Quoted text:
Young Australian Skeptics
- Formation: 2008; 18 years ago
- Location: Melbourne, Australia;
- Founder: Elliot Birch
- Editors: Elliot Birch Richard Hughes Belinda Nicholson Jack Scanlan
- Website: youngausskeptics.com

= Young Australian Skeptics =

Organization

The Young Australian Skeptics (YAS) is an Australian skeptical organisation whose primary focus is its collaborative blog, which attempts to address topics central to science, critical thinking and scientific skepticism. The group has published a Skeptical Blog Anthology Book reviewed in Scientific American, and has been represented in national broadcast media in Australia and North America, skeptically addressing conspiracy theories, as well as discussing topics specific to young members of the skeptical movement.

==Overview==
The Young Australian Skeptics (YAS) organisation was founded in 2008 by Elliot Birch, with its web site functioning "as an experimental community-style blog." They have been described in a guest post at Scientific American as "an affiliation of skeptically-minded people, primarily college students, scientists and artists living in the city of Melbourne." The group caters specifically to young people, defined as individuals who are in the age range "from high school to maybe late 20s," according to editor Jack Scanlan.

In 2009, the Young Australian Skeptics began an anthology project, compiling a list of skeptical blogs based on nominations from users, initially including "blog entries posted between January 1 and December 1, 2009," according to a 2009 article in Skeptical Inquirer. In 2012, the Skeptical Blog Anthology book was made available as a print collection of reader-nominated articles and essays, edited by Kylie Sturgess.

Provided records:
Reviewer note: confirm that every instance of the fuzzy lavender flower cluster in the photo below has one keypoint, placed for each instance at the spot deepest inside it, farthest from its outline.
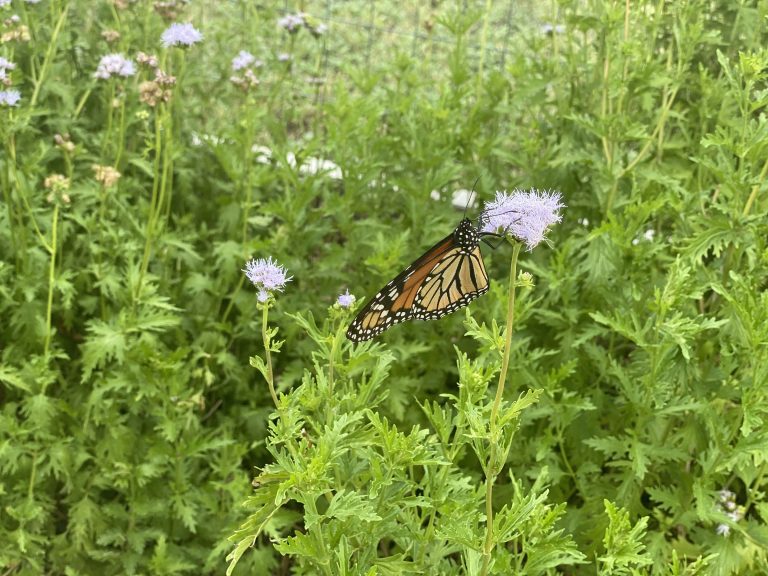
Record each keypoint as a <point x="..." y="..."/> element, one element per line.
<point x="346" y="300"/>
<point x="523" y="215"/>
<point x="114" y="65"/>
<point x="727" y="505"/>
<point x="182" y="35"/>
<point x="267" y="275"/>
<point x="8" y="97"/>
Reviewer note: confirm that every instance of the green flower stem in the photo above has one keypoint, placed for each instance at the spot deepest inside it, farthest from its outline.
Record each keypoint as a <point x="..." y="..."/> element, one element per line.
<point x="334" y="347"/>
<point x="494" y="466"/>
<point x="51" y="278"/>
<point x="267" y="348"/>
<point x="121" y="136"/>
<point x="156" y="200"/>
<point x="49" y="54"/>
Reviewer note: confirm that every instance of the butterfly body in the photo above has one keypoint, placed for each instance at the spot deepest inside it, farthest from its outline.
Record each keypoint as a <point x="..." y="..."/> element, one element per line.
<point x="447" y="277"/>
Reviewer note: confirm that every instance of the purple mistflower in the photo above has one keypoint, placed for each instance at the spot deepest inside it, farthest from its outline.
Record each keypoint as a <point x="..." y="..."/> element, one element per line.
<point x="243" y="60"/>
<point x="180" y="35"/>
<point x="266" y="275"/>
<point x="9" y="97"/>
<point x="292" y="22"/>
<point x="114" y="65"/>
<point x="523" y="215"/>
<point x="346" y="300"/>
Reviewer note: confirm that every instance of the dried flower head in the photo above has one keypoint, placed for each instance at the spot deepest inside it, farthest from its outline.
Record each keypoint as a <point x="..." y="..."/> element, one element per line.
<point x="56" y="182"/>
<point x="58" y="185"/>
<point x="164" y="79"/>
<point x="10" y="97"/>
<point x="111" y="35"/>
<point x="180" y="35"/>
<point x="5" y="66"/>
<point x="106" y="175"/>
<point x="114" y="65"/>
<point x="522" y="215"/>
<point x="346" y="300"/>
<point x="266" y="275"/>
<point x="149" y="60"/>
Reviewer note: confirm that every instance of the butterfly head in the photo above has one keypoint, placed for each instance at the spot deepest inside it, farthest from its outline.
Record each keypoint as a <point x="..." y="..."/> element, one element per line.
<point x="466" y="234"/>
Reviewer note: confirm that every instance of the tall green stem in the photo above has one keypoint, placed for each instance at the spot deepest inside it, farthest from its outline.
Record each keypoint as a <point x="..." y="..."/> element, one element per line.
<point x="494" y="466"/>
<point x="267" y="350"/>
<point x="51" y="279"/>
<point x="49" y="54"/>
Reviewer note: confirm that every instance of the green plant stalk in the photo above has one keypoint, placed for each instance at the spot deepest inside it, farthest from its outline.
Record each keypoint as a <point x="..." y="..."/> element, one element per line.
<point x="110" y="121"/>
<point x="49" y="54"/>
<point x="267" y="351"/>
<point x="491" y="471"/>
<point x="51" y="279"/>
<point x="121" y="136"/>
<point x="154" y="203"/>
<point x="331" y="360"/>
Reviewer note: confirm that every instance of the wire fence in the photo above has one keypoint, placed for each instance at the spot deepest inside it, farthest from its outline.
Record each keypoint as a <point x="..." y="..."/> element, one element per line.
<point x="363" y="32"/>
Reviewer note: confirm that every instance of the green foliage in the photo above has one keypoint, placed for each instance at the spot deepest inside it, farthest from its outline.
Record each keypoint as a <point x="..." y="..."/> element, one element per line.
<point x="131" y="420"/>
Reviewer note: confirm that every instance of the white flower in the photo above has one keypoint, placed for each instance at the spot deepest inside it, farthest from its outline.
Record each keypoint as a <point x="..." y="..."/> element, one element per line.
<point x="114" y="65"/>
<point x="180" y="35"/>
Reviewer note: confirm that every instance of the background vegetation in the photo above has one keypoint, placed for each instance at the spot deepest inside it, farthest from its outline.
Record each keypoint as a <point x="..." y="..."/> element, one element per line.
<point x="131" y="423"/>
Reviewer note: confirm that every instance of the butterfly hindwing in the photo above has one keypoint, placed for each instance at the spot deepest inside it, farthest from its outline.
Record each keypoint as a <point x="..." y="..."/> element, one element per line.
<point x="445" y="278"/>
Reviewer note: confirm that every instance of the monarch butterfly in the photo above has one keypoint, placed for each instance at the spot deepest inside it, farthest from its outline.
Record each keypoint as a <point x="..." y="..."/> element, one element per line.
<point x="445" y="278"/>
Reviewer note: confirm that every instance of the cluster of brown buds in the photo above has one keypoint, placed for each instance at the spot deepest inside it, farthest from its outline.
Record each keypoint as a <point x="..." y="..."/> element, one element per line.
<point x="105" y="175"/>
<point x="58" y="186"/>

--

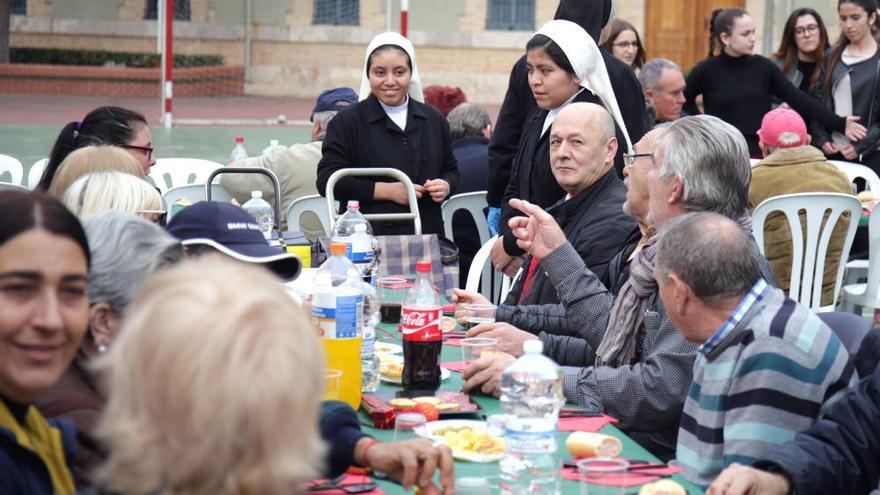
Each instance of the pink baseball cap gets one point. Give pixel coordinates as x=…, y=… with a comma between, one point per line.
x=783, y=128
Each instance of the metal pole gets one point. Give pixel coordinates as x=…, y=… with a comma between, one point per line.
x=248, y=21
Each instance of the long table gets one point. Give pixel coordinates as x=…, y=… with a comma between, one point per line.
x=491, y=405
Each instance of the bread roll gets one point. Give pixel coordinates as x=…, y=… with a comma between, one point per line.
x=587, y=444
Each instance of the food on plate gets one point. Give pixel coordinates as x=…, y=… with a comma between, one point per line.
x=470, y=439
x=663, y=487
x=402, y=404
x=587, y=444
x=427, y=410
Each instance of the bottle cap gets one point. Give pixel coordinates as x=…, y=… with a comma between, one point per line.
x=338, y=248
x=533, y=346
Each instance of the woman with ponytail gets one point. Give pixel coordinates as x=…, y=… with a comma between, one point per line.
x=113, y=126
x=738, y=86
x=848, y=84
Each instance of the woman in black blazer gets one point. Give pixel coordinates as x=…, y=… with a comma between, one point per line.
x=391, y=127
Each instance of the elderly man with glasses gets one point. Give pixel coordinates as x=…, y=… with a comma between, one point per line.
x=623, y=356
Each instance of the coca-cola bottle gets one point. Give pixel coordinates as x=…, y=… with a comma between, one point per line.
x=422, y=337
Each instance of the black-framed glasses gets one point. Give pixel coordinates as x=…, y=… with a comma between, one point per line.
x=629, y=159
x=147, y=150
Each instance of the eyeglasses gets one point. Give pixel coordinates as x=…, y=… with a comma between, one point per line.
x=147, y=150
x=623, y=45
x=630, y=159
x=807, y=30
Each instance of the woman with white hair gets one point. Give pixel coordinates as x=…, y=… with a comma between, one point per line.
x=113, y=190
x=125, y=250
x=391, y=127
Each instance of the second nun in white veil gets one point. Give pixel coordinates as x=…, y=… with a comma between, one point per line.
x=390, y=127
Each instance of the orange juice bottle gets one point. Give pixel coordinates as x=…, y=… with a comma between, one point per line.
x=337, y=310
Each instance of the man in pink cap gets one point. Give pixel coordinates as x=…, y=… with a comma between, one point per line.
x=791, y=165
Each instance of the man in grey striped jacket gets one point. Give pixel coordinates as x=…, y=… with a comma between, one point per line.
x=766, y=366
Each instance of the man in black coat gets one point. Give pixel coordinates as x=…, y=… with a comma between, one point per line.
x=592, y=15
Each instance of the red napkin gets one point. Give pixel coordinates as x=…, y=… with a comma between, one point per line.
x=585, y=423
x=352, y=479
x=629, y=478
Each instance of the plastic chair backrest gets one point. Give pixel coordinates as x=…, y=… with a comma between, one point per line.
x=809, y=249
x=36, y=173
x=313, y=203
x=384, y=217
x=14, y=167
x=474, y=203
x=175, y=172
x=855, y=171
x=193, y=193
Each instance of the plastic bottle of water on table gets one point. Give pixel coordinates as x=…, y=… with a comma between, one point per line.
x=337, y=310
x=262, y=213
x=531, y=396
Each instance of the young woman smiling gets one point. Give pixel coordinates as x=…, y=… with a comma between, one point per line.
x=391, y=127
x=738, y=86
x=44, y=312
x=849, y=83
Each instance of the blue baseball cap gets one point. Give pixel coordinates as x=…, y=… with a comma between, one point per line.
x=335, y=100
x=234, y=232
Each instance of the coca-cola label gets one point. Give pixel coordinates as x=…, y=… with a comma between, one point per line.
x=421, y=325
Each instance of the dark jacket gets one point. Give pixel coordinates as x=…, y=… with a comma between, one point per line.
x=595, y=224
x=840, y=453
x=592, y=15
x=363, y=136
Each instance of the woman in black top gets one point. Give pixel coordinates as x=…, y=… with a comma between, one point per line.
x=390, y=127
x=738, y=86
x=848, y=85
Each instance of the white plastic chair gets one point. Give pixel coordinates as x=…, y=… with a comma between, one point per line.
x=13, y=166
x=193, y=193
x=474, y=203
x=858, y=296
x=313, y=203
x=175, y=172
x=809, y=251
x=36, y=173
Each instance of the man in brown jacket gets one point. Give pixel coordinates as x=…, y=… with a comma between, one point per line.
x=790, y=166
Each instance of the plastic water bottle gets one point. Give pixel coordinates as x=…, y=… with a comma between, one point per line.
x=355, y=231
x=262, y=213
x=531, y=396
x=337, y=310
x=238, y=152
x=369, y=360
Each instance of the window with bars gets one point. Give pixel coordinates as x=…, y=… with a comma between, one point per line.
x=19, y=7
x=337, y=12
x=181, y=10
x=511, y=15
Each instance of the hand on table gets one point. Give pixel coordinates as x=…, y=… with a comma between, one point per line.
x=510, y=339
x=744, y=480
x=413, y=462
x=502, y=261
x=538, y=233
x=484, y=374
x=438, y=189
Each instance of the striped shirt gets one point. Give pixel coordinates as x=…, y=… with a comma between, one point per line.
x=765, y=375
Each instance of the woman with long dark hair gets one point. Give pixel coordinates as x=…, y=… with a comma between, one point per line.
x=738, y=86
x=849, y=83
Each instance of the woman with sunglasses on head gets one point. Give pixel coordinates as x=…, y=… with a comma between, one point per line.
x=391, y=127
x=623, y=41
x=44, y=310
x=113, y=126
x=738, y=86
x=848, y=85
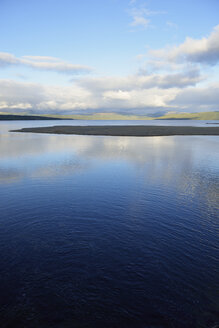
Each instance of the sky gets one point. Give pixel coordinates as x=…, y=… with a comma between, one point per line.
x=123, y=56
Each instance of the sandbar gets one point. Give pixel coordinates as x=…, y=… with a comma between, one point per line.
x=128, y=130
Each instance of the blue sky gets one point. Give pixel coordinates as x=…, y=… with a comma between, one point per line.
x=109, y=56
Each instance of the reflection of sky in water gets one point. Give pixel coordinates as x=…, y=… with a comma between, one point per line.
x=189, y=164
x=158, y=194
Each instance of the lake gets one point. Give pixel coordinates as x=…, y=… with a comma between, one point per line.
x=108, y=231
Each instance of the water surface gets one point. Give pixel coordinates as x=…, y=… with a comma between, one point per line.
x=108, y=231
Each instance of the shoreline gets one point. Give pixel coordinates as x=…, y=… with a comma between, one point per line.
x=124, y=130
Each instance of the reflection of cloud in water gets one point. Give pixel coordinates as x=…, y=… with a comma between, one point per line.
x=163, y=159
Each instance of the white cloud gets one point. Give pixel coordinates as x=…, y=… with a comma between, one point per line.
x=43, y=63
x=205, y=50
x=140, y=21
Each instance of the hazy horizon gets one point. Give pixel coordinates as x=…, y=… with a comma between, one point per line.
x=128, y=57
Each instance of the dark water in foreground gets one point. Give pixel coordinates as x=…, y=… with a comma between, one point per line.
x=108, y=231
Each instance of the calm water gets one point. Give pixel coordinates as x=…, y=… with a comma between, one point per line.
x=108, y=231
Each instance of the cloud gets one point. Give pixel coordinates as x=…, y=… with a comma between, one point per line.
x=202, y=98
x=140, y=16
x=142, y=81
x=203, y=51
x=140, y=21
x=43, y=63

* * *

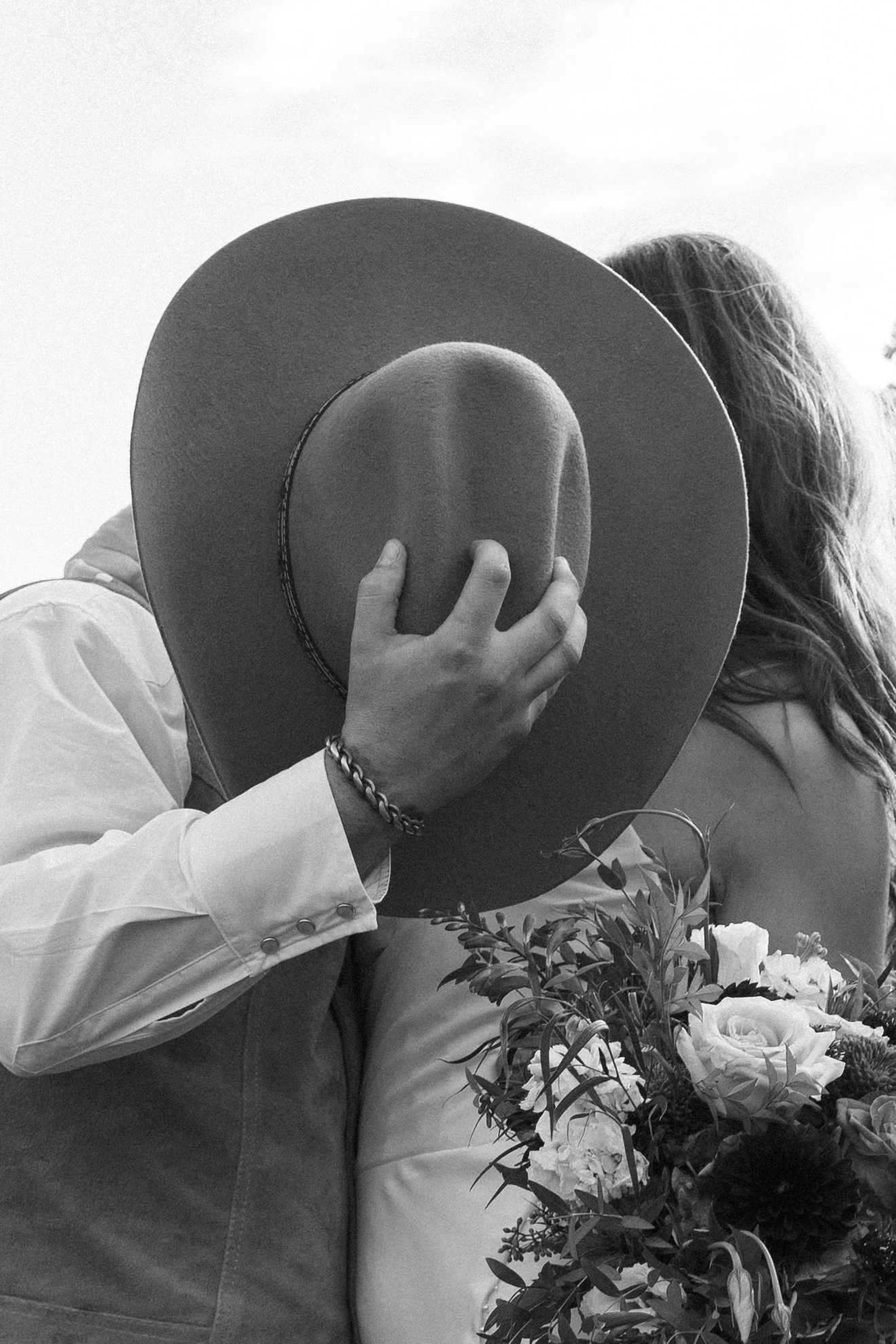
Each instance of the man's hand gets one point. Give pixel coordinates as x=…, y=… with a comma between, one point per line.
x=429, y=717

The tasks:
1 - Turn the paragraph in the Young Australian Skeptics article that begins "In 2009, the Young Australian Skeptics began" into a short bulleted list that keeps its main facts.
2 - Write the next part of the article on the Young Australian Skeptics, picking up after its last sentence.
The data has no part in this work.

Exercise responses:
1 -
- 2009: The Young Australian Skeptics started an anthology project, compiling a list of skeptical blogs nominated by users. According to a 2009 Skeptical Inquirer article, it first covered blog entries posted between January 1 and December 1, 2009.
- 2012: The Skeptical Blog Anthology was released as a print collection of reader-nominated articles and essays, edited by Kylie Sturgess.

2 -
The Young Australian Skeptics assumed a leadership role in promoting the activities of Freethought University Alliance groups at The Amaz!ng Meeting Australia 2010 (TAMOz), interviewing "current leaders in skepticism such as Eugenie C. Scott and Simon Singh," as reported in Skeptical Inquirer by Sturgess.

==The Pseudoscientists==

The Pseudoscientists is the weekly official podcast of the Young Australian Skeptics, which aims to explore issues pertaining to science, critical thinking while engaging young skeptics with science communicators.

As reported in an April 2009 article in The Age, the podcast "rank[ed] higher on the Australian iTunes chart than similar offerings from the BBC, the CSIRO and NASA" within its first four months after launching.

The show format typically spans over an hour in length per episode, and "includes interviews, book reviews, and other segments."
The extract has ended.